Rewrite the listing below, putting "grassy slope" wherever "rolling hill" appears and changing nothing else.

● ● ● ●

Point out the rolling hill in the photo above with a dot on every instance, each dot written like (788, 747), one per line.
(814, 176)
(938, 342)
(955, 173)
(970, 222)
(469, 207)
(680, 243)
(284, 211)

● ● ● ●

#### Solution to the exercise:
Point out the grassy slope in the photo above with a dot on every instance, each dot written like (788, 747), one per line.
(814, 176)
(938, 342)
(955, 173)
(970, 222)
(469, 207)
(680, 243)
(284, 211)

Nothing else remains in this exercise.